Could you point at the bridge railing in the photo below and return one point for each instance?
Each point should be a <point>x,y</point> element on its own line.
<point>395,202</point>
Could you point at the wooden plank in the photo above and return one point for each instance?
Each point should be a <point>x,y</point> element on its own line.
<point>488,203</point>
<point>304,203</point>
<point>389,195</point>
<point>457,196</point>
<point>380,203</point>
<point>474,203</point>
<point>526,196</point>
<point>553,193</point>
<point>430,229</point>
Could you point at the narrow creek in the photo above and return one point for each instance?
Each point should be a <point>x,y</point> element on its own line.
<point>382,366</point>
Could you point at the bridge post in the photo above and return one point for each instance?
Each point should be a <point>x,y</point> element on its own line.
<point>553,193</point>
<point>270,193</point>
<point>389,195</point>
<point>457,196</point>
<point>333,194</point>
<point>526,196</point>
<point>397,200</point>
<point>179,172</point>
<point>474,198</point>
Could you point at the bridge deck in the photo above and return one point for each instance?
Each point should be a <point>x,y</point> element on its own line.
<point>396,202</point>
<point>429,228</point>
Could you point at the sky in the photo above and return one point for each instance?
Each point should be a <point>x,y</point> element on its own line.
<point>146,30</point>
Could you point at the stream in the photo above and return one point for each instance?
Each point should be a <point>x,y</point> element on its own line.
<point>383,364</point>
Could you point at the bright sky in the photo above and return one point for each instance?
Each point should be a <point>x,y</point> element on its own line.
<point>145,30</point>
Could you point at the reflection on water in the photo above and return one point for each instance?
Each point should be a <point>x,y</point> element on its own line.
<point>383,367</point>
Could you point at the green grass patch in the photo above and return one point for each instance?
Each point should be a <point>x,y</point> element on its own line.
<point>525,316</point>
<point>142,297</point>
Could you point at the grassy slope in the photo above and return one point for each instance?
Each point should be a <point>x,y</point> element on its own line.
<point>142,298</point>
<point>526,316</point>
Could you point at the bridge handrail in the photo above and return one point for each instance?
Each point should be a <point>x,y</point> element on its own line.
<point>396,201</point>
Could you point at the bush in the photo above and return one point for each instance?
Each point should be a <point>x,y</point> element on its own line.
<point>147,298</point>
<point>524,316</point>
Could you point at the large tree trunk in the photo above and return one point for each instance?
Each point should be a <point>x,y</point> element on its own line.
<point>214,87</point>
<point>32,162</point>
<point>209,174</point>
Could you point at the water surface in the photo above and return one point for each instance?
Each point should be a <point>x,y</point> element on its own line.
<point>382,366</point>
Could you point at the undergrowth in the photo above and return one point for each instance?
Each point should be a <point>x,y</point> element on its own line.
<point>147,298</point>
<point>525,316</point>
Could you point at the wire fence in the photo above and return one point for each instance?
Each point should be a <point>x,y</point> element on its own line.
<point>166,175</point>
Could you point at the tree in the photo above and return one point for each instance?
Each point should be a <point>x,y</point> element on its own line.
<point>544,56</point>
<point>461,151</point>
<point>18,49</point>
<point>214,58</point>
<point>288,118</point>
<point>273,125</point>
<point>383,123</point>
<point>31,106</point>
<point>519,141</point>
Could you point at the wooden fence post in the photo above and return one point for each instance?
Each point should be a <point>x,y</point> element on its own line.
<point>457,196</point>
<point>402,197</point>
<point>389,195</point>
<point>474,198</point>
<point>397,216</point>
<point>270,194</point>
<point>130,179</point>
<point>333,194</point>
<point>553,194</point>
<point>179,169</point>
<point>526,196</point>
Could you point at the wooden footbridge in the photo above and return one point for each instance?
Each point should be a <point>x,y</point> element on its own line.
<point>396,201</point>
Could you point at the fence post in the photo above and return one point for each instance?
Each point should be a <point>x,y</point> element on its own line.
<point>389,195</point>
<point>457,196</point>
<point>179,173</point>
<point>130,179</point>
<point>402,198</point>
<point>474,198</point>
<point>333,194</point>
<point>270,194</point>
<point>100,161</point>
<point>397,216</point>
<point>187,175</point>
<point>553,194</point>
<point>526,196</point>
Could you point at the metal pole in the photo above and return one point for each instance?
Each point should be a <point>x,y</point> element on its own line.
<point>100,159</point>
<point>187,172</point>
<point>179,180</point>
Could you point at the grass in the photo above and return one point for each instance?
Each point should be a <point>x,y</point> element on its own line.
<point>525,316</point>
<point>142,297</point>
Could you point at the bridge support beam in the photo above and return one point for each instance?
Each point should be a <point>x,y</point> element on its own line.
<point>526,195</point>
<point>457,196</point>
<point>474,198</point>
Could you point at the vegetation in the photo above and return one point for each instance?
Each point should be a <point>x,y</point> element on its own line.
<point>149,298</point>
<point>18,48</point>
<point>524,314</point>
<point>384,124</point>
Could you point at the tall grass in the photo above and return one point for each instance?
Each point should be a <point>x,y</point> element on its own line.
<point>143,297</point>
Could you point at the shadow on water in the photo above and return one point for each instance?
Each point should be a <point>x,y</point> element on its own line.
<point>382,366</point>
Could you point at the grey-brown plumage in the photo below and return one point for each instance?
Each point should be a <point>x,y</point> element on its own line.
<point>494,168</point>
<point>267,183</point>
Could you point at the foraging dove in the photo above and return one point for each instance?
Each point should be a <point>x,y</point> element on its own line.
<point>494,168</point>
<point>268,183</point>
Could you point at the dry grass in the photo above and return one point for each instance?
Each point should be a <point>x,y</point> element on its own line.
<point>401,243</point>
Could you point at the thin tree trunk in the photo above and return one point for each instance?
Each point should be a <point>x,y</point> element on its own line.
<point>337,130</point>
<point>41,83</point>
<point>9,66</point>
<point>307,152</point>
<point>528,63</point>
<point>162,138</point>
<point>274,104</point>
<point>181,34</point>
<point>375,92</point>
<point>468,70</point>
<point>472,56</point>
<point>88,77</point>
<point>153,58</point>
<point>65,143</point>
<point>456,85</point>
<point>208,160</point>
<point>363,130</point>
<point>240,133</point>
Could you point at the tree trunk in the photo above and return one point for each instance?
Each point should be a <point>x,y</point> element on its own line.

The task →
Print all of the entries exactly as they appear.

The output →
Could you point at the bridge railing in the photo below and return one point for each instance?
Each point should be a <point>x,y</point> element on its own line.
<point>395,202</point>
Could you point at the wooden plank in the photo above and return one point for each instance?
Each point should be a <point>x,y</point> element on its own line.
<point>488,203</point>
<point>304,203</point>
<point>389,195</point>
<point>457,196</point>
<point>380,203</point>
<point>474,203</point>
<point>526,196</point>
<point>553,193</point>
<point>430,229</point>
Could you point at the narrow creek in the photo above and return one point for each instance?
Each point should be a <point>x,y</point> element on its own line.
<point>382,366</point>
Could you point at the bridge post in the photo above and return one point for each instance?
Each point should be a <point>x,y</point> element on its own line.
<point>553,193</point>
<point>270,193</point>
<point>389,195</point>
<point>457,196</point>
<point>333,194</point>
<point>526,196</point>
<point>397,200</point>
<point>179,172</point>
<point>474,198</point>
Could you point at the bridge deck in the photo above and return one point for each instance?
Each point should be a <point>x,y</point> element on its own line.
<point>396,202</point>
<point>429,228</point>
Could you point at the sky in the photo above and return one point for each instance?
Each point should be a <point>x,y</point> element on its own line.
<point>146,30</point>
Could you point at the stream in the photo above and return one point for each instance?
Each point should be a <point>x,y</point> element on its own line.
<point>383,364</point>
Could you point at the bright sky in the photo above and return one point for each instance?
Each point should be a <point>x,y</point> element on its own line.
<point>145,30</point>
Could you point at the reflection on water in the photo above and return one point for each instance?
Each point should be a <point>x,y</point> element on its own line.
<point>383,367</point>
Could you point at the green grass patch in the photo above and return one point for each instance?
Each point should be a <point>x,y</point> element on its own line.
<point>525,316</point>
<point>142,297</point>
Could you point at the grassy slope in the photo above and return one point for each instance?
Each point should be a <point>x,y</point> element on its own line.
<point>142,298</point>
<point>526,316</point>
Could you point at the bridge handrail in the photo above and return one point for each instance?
Each point should be a <point>x,y</point> element on its own line.
<point>396,201</point>
Could you point at the bush in the photo above and return one point for each instance?
Each point should be a <point>x,y</point> element on its own line.
<point>147,298</point>
<point>524,316</point>
Could you point at the large tree trunk in the photo above and return one point for each instance?
Each point should be a <point>x,y</point> element on its own line.
<point>214,87</point>
<point>32,162</point>
<point>209,174</point>
Could you point at the water surface in the photo above and return one point for each instance?
Each point should be a <point>x,y</point> element on its own line.
<point>382,366</point>
Could you point at the undergrowth in the photo above and return one point for each instance?
Each point should be a <point>x,y</point> element on its own line.
<point>147,298</point>
<point>525,316</point>
Could you point at the wire fence in the photo above and return one point for each instance?
Each point should be a <point>x,y</point> element on its own line.
<point>166,175</point>
Could you point at the tree in the photo above and return one point for each instance?
Each point should be a <point>x,y</point> element on its own line.
<point>544,56</point>
<point>461,151</point>
<point>18,49</point>
<point>214,58</point>
<point>288,118</point>
<point>273,125</point>
<point>383,123</point>
<point>31,106</point>
<point>519,141</point>
Could you point at the wooden fence post in the photo above and return one point for each instance?
Each point should be a <point>x,y</point> element on its own line.
<point>457,196</point>
<point>402,197</point>
<point>389,195</point>
<point>474,198</point>
<point>397,216</point>
<point>270,194</point>
<point>130,179</point>
<point>333,194</point>
<point>553,194</point>
<point>179,169</point>
<point>526,196</point>
Could you point at the wooden footbridge in the photo above and return one point for each instance?
Each point should be a <point>x,y</point> element on its own line.
<point>396,201</point>
Could you point at the fence post in the photo above and return one point for each instance?
Each point should be a <point>x,y</point> element on its own line.
<point>389,195</point>
<point>457,196</point>
<point>179,173</point>
<point>130,179</point>
<point>402,198</point>
<point>474,198</point>
<point>333,194</point>
<point>270,194</point>
<point>100,161</point>
<point>397,216</point>
<point>187,175</point>
<point>553,194</point>
<point>526,196</point>
Could you point at the metal pole in the photo above and return one point for each instance?
Each point should be a <point>x,y</point> element on its own line.
<point>100,159</point>
<point>187,172</point>
<point>179,180</point>
Could you point at the grass in the photo above and return one point for each instance?
Each point should be a <point>x,y</point> element on its own line.
<point>525,316</point>
<point>142,297</point>
Could you point at the bridge support beam in the photo above and return one point for each instance?
Each point should be a <point>x,y</point> element on its own line.
<point>526,195</point>
<point>457,196</point>
<point>474,198</point>
Could you point at the vegetation in the photo above and return one point for each instance?
Each point should be a <point>x,y</point> element on its own line.
<point>149,298</point>
<point>18,48</point>
<point>524,314</point>
<point>384,124</point>
Could you point at the tall grass in the photo above and return one point for each instance?
Each point should be a <point>x,y</point> element on its own line.
<point>143,297</point>
Could you point at the shadow on water in the photo above and return one point for each instance?
Each point should be a <point>x,y</point> element on its own line.
<point>382,366</point>
Could you point at the grey-brown plumage in the photo below and return one point for each instance?
Each point should be a <point>x,y</point> element on its own line.
<point>494,168</point>
<point>267,183</point>
Could you point at the foraging dove in the photo above and return one point for each instance?
Each point should be a <point>x,y</point> element on its own line.
<point>494,168</point>
<point>268,183</point>
Could you point at the dry grass in the photo above and return one point for each instance?
Each point should be a <point>x,y</point> element on its own line.
<point>401,243</point>
Could you point at the thin tree trunk in the photo above and return one point for each instance?
Each point should be a <point>x,y</point> element on its own line.
<point>337,130</point>
<point>41,83</point>
<point>9,66</point>
<point>307,152</point>
<point>528,63</point>
<point>162,138</point>
<point>274,104</point>
<point>181,34</point>
<point>375,92</point>
<point>468,70</point>
<point>472,56</point>
<point>88,77</point>
<point>153,58</point>
<point>65,143</point>
<point>456,85</point>
<point>208,160</point>
<point>363,130</point>
<point>240,133</point>
Could you point at the tree trunk in the photo above and return one point for each instance?
Each point should be a <point>x,y</point> element on its own line.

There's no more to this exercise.